LOCATION — Tulsa, Oklahoma

STYLE — Mediterranean and Spanish revival

INTERIOR — 6,200 square feet

BUILT — Completed 2002

BEST-LOVED ROOMS — Kitchen, club room, and outdoor fireplace area

HER FAVORITE PASTTIMES — Cooking and sewing

HIS FAVORITE PASTTIMES — Hunting, fishing, and golfing

HOUSEBUILDING TIP — "Find a builder you love. Look at things he's done, talk to the people he's built for. Speak with them and see if they're still friends."

WHY FRONTGATE? — "I'm a longtime customer. Frontgate has the scale of items a larger home requires, and I love their textiles." — Sandie Pitman

Dining Room


Michael Dankbar (918-298-2299)

Phil Long, Inc. (918-747-9934)

Steve Williams (918-583-7772)

Tulsa, Oklahoma — If Donne and Sandie Pitman had one overriding priority in building their new home, it was this: to create a sense of warmth and comfort. "I want comfort over design," Sandie told both their architect and decorator. "A lot of homes you see in magazines look beautiful, but they're not comfortable and inviting. I wanted every room to feel like it would be comfortable to sit and lounge in."

Her ultimate goal was to make people feel at ease, both physically and psychologically. "That was my whole purpose in decorating the house. I didn't want anyone to feel 'I better not touch this or put my feet up on that.'" Sandie says her friends were somewhat skeptical. As they watched the house take shape, "they'd see all this stone on the floor, all this massive sheetrock on the walls, and say, 'I don't know how you're going to warm this up.'"

But Sandie made the pursuit of comfort and warmth — without sacrificing beauty — the chief criterion in every selection she made. If she found a chair that looked right but sat wrong, she let it go. She chose a cheery palette of colors, a pleasing variety of textures: animal-print area rugs, reclaimed timber beams, distressed alderwood cabinets, fabrics of chenille, leather, and brocade. "I'm a brown-eyed blond attracted to warmer colors. I just couldn't see myself in a purple or blue room."

:: Record extracts ::

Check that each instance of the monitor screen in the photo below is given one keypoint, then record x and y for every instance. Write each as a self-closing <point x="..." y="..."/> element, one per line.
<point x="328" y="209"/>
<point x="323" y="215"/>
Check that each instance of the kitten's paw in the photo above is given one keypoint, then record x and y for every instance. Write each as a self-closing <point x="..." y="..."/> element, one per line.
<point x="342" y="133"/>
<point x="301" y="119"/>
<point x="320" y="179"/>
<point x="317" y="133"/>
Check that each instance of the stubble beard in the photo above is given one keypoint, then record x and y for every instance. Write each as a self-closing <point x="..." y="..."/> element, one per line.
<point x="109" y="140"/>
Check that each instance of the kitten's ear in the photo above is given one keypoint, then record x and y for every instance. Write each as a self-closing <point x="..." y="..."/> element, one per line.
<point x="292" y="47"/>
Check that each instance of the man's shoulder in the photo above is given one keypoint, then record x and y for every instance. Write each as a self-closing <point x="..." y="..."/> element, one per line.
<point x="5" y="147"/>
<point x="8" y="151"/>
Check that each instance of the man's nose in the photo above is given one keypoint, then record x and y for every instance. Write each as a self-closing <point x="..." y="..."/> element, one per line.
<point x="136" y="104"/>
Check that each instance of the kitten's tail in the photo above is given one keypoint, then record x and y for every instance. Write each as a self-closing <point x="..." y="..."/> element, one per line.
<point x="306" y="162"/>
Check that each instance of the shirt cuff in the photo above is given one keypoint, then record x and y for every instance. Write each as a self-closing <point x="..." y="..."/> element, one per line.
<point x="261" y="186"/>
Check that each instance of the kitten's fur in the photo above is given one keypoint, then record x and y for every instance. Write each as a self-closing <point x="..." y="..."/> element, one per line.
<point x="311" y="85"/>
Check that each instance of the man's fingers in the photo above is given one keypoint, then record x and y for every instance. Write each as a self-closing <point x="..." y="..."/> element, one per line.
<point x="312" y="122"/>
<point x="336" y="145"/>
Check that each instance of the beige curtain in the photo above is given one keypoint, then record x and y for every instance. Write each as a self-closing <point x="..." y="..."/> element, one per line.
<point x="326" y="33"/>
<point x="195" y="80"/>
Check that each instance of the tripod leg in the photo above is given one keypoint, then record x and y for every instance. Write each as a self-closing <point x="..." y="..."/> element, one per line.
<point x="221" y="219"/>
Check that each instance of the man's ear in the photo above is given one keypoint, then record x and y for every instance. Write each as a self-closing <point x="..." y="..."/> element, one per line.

:: Exercise objective ::
In the Tulsa home profile, what architectural style is the house?

:: Task result ::
Mediterranean and Spanish revival